**EXERCISE DIRECTIONS:** Will you give every entry again exactly as it stands?

**EXERCISE MATERIAL:**

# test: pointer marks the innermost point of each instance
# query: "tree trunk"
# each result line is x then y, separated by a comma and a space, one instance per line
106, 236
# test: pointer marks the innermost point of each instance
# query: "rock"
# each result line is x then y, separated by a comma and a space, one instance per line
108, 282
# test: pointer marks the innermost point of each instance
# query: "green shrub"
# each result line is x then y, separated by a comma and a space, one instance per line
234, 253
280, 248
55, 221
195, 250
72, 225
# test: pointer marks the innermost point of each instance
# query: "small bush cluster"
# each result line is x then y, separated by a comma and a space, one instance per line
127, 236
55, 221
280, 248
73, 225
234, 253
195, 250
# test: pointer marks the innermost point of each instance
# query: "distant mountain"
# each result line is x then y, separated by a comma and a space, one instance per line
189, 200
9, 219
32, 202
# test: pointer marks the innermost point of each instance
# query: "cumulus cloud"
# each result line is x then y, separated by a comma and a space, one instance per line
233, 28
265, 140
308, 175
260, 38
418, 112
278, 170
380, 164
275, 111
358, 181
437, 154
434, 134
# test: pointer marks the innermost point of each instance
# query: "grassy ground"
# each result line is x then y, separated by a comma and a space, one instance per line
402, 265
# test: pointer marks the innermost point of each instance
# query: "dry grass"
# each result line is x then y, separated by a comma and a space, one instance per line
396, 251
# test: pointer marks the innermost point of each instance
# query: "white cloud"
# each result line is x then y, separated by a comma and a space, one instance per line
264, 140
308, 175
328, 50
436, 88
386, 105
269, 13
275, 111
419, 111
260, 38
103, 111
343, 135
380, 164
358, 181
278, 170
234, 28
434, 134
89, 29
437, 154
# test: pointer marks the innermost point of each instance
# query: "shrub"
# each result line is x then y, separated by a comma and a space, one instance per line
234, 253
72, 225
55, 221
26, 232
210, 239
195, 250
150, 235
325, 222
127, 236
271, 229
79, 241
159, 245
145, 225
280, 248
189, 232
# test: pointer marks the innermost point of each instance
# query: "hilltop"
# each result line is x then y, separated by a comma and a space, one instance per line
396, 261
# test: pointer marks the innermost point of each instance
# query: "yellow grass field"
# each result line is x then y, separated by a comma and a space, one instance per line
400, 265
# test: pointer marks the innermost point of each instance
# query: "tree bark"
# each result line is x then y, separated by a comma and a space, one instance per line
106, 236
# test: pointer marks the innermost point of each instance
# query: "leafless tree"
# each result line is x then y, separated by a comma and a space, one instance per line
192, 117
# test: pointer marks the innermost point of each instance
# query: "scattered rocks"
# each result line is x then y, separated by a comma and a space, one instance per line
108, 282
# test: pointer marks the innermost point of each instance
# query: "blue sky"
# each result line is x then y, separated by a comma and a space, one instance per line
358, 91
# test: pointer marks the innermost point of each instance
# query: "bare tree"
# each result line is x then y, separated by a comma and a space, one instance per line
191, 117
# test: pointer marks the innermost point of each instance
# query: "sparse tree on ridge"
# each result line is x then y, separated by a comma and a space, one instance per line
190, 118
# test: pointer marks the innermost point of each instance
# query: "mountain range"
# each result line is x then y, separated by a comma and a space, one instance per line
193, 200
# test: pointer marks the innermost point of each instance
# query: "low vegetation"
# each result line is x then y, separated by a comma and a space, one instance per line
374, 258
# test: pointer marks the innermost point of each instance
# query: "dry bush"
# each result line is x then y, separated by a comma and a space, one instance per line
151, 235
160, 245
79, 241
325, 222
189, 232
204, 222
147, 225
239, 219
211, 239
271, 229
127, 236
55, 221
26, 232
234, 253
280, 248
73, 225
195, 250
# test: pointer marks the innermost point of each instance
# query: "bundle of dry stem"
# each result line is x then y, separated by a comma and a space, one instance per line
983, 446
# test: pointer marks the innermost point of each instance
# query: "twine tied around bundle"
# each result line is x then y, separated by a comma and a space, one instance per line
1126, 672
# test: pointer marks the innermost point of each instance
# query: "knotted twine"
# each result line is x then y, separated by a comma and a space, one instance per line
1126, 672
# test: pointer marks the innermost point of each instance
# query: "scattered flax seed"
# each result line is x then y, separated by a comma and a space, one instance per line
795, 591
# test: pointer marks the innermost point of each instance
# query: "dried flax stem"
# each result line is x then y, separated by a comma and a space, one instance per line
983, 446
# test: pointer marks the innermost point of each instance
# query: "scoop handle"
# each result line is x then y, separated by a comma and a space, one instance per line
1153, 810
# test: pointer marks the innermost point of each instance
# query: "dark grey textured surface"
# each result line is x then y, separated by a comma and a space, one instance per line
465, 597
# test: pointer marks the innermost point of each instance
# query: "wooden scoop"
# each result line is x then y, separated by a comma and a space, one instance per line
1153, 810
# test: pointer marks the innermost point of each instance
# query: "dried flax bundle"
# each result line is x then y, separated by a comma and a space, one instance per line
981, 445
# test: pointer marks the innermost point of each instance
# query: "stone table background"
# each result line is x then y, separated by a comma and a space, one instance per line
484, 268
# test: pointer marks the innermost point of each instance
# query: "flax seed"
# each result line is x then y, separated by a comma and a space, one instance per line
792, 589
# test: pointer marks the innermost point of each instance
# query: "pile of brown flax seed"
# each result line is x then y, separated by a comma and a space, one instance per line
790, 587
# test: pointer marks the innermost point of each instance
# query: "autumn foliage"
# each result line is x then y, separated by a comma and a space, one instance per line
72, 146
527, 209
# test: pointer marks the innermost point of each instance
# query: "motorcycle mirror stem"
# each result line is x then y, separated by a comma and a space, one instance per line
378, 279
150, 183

**SOLUTION TO THE EXERCISE:**
# test: pointer marks the innermost point of each instance
# query: "tree trunk"
# each result line is x then y, separated by a comma and a space, one instance per line
106, 236
# test: pointer marks the innermost point of each instance
# query: "rock"
# each result line is x then y, separated by a comma and a space, one instance per line
108, 282
# test: pointer marks the innermost point of each instance
# query: "green shrub"
# each result line is x then y, separated by a comma and a space, one instance per line
234, 253
280, 248
55, 221
195, 250
72, 225
# test: pointer marks the innermost point of each instance
# query: "small bush cluster"
# each result line is x then y, separated by a comma and a space, one instance per line
127, 236
55, 221
280, 248
73, 225
234, 253
195, 250
# test: pointer marks the innermost point of each instance
# query: "distant mountain"
# each result line is x then y, separated by a comma and a space, one instance per line
189, 200
9, 219
32, 202
# test: pointer marks the innermost point of each instance
# query: "cumulus cloud"
# each result line is x then y, separated by a comma and a space, one instance per line
233, 28
265, 140
308, 175
260, 38
418, 112
278, 170
380, 164
275, 111
358, 181
437, 154
434, 134
# test: pointer marks the innermost point of each instance
# query: "grassy ground"
# each result line is x then y, separated by a comma and a space, one instance per line
402, 265
# test: pointer marks the innermost point of each instance
# query: "dry grass"
# each result line is x then y, separated by a comma and a space, one instance per line
396, 251
# test: pointer marks the innermost point of each instance
# query: "white cloud"
# each result line is x then y, separated by a comma and a space, one instance per line
264, 140
308, 175
328, 50
436, 88
386, 105
269, 13
275, 111
419, 111
260, 38
103, 111
343, 135
380, 164
358, 181
278, 170
234, 28
434, 134
89, 29
437, 154
# test: pointer marks the innermost point of each instance
# query: "shrub"
# each result line is x then y, separated by a comma and a space, one instance per line
234, 253
72, 225
55, 221
26, 232
210, 239
195, 250
150, 235
325, 222
127, 236
271, 229
79, 241
159, 245
145, 225
280, 248
189, 232
# test: pointer marks the innermost point of each instance
# query: "hilltop"
# each result line is x then y, separated by a comma and a space, one instance per line
396, 261
# test: pointer marks the innermost point of each instance
# query: "yellow grass field"
# each result line is x then y, separated by a comma and a space, one instance per line
400, 265
# test: pointer marks the innermost point of each instance
# query: "tree bark"
# each result line is x then y, separated by a comma and a space, one instance per line
106, 236
# test: pointer marks the innermost point of each instance
# query: "leafless tree"
# each result line is x then y, separated by a comma and a space, one instance per line
192, 117
# test: pointer marks the innermost point of each instance
# query: "scattered rocks"
# each result line is x then y, separated by a comma and a space, one instance per line
108, 282
# test: pointer marks the innermost point of each instance
# query: "blue sky"
# each result line is x then y, separated by a comma and a space, one instance per line
358, 91
# test: pointer marks the innermost point of each instance
# query: "bare tree"
# each result line is x then y, separated by a comma and a space, one instance per line
191, 117
# test: pointer marks the innermost point of each instance
# query: "sparse tree on ridge"
# each result line is x then y, separated by a comma and a space, one instance per line
190, 118
# test: pointer marks the innermost point of each instance
# query: "mountain range"
# each result line is x then y, separated by a comma and a space, one instance per line
193, 200
# test: pointer marks the innermost point of each instance
# query: "low vegetation"
# each result line is x then y, separated by a comma and a space, one instance per line
374, 258
# test: pointer marks the innermost point of each instance
# query: "dry bush"
# each result line is x then y, separated by a comma and a space, one instance per line
151, 235
160, 245
79, 241
325, 222
189, 232
204, 222
147, 225
239, 219
211, 239
271, 229
127, 236
55, 221
26, 232
234, 253
280, 248
73, 225
195, 250
# test: pointer marks the innermost point of each instance
# query: "bundle of dry stem"
# each result line is x then y, separated by a comma and a space, one instance per line
983, 446
# test: pointer marks the innermost point of each instance
# query: "twine tied around bundle"
# each result line is x then y, separated by a comma and a space, one instance per line
1126, 672
# test: pointer marks the innermost point of each instance
# query: "knotted twine"
# each result line is x then y, separated by a comma and a space, one instance per line
1126, 672
# test: pointer marks the innermost point of each instance
# query: "scattered flax seed"
# each result line is x then y, separated by a comma and a space, one instance per line
795, 591
# test: pointer marks the innermost point of each instance
# query: "dried flax stem"
# each result line is x then y, separated by a comma and a space, one instance per line
983, 446
# test: pointer marks the innermost point of each instance
# query: "scoop handle"
# each result line is x then y, separated by a comma and a space, one instance per line
1153, 810
# test: pointer marks the innermost point of each instance
# query: "dark grey textured surface"
# each result line is x then y, separated by a comma and a space, one instance per line
465, 597
# test: pointer marks the innermost point of each instance
# query: "wooden scoop"
# each result line is x then y, separated by a comma and a space, one instance per line
1153, 810
# test: pointer marks the innermost point of each instance
# query: "dried flax bundle"
# each result line is x then y, separated by a comma and a space, one instance per line
981, 445
# test: pointer marks the innermost point of each instance
# query: "stone table background"
# each result line is x then y, separated by a comma and a space, one instance per line
484, 268
# test: pointer marks the innermost point of each instance
# query: "flax seed"
# each result line is x then y, separated by a comma and a space, one instance per line
792, 589
# test: pointer marks the innermost point of each instance
# query: "pile of brown flax seed"
# each result line is x then y, separated by a comma and a space, one instance per line
790, 587
# test: pointer marks the innermost point of each instance
# query: "autumn foliage"
# each result line is x then y, separated by a comma and a space, one instance per line
72, 146
527, 209
# test: pointer marks the innermost point of each instance
# query: "motorcycle mirror stem"
# each result line is x then y, separated by a comma and a space, one instance per line
378, 279
150, 183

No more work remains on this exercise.